:: 短い課題 ::
下の記録のうち、「of the jeep」を含む行から「x=114 y=226」を含む行までを両端とも含めて、Markdownの表に整えること。列名は「番号」と「内容」とし、「番号」には1からの連番、「内容」には各行を入れ、空行は除く。

■ ■ ■ ■ ■

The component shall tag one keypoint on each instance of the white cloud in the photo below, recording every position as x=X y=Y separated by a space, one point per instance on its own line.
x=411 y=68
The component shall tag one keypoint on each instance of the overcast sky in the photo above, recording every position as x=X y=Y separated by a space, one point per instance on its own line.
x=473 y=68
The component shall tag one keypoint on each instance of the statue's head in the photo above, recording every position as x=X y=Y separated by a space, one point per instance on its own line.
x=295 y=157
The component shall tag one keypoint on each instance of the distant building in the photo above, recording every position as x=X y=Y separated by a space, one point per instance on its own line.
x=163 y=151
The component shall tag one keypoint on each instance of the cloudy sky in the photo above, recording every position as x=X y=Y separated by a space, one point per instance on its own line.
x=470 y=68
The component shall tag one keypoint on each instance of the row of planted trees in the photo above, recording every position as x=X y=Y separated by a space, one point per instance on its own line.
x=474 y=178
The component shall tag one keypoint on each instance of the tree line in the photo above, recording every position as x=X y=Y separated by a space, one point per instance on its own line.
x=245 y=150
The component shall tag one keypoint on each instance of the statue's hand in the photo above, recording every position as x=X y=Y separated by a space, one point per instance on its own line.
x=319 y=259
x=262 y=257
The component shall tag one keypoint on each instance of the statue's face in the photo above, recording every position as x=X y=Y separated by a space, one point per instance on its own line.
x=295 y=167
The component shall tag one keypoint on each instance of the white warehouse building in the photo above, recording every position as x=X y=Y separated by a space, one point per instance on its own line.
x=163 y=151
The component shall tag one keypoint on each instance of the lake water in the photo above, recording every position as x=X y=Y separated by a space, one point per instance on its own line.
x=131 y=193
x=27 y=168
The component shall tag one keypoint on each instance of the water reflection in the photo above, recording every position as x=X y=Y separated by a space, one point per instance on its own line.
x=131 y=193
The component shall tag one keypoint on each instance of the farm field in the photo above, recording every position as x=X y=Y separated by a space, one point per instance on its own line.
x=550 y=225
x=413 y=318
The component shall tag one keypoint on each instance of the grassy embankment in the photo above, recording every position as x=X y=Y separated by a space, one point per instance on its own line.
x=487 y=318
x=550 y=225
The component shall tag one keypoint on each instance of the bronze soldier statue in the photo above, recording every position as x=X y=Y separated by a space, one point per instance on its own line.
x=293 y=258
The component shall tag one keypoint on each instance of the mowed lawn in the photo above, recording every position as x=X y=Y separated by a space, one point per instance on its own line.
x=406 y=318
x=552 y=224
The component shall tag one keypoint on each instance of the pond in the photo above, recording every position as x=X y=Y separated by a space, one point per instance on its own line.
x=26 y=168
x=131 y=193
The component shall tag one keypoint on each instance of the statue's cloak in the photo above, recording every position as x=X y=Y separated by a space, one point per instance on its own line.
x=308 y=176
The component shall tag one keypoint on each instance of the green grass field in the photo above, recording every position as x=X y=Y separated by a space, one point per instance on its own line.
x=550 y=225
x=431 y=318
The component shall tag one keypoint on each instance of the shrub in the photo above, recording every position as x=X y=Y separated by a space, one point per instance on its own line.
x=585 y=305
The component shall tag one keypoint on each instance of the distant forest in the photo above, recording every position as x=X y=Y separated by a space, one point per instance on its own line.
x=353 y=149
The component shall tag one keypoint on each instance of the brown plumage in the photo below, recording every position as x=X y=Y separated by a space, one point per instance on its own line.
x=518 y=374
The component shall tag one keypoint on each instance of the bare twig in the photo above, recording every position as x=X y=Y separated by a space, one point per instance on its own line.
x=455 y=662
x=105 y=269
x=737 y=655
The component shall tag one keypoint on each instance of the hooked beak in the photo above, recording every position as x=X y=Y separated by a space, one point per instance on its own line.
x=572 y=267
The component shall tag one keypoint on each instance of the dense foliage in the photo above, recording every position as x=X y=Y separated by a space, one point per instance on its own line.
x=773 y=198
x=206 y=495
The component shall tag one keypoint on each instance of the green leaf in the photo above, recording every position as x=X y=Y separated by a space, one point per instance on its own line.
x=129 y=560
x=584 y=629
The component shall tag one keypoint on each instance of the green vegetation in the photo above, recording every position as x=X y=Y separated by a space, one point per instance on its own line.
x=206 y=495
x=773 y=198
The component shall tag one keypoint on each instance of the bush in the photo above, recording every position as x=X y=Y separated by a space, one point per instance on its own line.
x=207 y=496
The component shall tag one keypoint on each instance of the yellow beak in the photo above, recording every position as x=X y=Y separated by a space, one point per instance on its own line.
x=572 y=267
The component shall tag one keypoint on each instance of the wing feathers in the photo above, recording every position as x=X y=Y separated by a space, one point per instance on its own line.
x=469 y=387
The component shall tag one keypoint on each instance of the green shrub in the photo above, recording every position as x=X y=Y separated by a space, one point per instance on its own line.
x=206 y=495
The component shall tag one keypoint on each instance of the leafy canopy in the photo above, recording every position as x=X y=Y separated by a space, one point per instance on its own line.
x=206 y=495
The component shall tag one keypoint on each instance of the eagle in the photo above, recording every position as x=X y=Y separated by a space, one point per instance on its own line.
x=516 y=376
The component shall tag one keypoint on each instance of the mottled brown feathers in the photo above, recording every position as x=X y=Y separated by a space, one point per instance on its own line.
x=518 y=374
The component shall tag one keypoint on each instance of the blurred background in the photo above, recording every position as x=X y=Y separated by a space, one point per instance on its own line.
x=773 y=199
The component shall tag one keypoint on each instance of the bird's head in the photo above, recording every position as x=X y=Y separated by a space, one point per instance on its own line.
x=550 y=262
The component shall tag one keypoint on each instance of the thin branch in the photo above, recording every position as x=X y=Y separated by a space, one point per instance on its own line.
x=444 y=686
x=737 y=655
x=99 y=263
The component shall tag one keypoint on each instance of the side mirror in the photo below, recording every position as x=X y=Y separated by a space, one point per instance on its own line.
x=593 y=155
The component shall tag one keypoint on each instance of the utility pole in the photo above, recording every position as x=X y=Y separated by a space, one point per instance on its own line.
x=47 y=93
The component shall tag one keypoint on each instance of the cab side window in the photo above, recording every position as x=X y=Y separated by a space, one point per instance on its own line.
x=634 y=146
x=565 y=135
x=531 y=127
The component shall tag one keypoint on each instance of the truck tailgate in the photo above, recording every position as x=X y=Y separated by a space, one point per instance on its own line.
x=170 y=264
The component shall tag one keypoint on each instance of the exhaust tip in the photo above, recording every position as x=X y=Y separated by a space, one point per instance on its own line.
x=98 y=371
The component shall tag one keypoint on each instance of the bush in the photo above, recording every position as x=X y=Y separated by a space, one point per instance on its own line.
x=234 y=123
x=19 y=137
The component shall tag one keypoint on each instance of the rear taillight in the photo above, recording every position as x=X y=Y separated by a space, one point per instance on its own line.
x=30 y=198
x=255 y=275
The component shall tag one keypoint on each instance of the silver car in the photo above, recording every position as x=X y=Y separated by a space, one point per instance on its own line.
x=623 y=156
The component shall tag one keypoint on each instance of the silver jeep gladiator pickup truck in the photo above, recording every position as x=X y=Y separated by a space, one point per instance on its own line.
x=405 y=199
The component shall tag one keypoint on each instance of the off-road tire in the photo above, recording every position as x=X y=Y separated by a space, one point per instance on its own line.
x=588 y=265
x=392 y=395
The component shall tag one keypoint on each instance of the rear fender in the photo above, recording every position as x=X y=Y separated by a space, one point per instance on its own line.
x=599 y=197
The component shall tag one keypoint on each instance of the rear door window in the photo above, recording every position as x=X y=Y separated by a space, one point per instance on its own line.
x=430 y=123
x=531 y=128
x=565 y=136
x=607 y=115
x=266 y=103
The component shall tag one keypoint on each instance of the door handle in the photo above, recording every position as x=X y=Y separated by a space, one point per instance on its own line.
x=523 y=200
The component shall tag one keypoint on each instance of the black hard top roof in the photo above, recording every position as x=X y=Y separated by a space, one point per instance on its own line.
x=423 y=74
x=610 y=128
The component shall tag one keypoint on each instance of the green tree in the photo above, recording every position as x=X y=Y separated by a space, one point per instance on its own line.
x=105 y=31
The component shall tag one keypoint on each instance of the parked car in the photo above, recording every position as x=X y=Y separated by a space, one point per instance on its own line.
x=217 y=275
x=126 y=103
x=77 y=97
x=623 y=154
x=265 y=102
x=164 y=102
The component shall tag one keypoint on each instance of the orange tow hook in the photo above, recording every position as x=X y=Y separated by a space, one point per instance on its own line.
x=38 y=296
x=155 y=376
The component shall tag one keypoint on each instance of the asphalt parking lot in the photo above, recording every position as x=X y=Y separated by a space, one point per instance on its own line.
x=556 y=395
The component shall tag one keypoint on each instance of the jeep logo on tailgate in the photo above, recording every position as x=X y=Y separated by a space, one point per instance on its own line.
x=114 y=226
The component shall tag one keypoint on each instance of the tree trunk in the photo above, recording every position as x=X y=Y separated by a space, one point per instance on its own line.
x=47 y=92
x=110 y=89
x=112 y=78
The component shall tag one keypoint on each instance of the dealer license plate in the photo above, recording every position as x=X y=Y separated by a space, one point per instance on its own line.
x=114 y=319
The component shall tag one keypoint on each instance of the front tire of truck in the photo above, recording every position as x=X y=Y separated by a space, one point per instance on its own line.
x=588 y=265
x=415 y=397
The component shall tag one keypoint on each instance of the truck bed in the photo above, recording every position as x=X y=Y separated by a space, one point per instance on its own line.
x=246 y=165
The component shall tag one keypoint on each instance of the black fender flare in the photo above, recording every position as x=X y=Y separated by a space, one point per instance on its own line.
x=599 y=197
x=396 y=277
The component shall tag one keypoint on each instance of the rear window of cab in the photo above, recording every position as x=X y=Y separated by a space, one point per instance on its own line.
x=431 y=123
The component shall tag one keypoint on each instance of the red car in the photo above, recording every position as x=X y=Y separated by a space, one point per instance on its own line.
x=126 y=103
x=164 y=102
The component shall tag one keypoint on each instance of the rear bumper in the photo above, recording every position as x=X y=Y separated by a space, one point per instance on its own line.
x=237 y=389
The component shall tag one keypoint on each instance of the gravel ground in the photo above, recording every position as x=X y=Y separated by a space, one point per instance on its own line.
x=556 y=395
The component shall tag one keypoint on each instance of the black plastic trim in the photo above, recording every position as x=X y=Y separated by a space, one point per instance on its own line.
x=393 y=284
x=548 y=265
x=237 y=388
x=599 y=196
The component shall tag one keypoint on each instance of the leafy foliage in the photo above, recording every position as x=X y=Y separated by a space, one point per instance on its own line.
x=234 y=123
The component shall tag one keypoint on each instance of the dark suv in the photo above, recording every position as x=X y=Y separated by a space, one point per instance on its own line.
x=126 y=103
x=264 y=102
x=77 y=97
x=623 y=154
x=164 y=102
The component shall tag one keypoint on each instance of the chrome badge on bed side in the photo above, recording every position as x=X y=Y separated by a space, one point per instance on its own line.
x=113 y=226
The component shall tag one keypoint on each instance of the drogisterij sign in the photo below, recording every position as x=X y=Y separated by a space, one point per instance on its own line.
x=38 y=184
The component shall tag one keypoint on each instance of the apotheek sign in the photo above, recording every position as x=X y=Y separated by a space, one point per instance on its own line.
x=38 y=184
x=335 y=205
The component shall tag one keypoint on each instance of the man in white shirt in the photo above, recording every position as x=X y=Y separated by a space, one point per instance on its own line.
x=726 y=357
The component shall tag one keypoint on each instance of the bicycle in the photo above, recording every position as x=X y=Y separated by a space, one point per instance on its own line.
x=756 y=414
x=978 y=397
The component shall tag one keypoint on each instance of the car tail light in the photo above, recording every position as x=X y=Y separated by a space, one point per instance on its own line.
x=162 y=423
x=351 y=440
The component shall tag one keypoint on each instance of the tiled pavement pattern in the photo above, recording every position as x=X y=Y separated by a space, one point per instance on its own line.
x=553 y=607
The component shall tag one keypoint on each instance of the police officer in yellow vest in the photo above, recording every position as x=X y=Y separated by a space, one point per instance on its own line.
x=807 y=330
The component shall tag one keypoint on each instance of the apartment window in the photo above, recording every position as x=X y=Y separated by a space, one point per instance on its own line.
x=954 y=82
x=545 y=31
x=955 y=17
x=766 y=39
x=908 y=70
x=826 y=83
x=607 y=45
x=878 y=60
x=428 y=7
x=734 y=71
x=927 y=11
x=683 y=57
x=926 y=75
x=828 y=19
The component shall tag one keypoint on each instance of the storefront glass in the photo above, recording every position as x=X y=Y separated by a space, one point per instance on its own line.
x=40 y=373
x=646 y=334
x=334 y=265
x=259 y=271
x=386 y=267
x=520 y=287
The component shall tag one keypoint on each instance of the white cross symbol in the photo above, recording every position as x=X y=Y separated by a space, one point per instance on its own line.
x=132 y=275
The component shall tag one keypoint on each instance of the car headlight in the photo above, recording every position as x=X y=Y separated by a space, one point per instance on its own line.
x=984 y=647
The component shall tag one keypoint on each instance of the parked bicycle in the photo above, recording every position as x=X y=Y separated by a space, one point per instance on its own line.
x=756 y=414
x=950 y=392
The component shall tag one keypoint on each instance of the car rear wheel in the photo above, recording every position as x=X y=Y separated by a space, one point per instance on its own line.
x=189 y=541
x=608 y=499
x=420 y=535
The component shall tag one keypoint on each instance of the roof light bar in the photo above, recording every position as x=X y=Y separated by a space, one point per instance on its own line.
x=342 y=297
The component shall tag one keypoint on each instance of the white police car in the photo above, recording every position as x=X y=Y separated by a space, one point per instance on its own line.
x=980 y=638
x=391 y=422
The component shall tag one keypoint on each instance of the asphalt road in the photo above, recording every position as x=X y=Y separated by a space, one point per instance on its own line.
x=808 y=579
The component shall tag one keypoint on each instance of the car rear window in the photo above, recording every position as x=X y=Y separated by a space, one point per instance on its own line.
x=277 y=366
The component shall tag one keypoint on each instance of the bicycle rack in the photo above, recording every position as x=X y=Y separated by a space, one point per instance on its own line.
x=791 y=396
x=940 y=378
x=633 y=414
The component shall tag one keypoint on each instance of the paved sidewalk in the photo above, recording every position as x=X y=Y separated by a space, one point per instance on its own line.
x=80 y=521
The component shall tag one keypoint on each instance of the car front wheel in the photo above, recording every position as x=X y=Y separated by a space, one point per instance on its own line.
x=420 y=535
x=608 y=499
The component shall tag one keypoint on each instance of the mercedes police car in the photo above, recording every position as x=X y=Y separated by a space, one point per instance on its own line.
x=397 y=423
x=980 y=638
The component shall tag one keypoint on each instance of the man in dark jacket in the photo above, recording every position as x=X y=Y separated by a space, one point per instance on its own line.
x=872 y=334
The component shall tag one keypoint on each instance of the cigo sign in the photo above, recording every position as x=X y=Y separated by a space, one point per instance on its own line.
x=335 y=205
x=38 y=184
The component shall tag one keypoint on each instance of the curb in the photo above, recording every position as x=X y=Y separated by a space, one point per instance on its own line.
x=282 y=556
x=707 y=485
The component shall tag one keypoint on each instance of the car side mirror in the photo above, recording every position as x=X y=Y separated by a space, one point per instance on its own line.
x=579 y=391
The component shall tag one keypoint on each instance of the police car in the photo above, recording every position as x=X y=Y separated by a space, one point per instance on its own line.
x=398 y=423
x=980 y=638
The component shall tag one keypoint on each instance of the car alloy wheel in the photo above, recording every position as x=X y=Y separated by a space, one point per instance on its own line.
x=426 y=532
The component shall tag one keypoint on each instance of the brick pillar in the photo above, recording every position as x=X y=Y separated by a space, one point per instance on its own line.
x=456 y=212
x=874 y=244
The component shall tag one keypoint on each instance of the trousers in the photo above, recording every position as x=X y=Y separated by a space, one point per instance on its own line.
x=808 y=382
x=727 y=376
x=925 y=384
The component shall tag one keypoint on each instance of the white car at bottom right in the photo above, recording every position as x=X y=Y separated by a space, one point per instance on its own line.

■ ■ ■ ■ ■

:: 完成した課題 ::
| 番号 | 内容 |
|---|---|
| 1 | The component shall tag one keypoint on each instance of the jeep logo on tailgate in the photo above, recording every position as x=X y=Y separated by a space, one point per instance on its own line. |
| 2 | x=114 y=226 |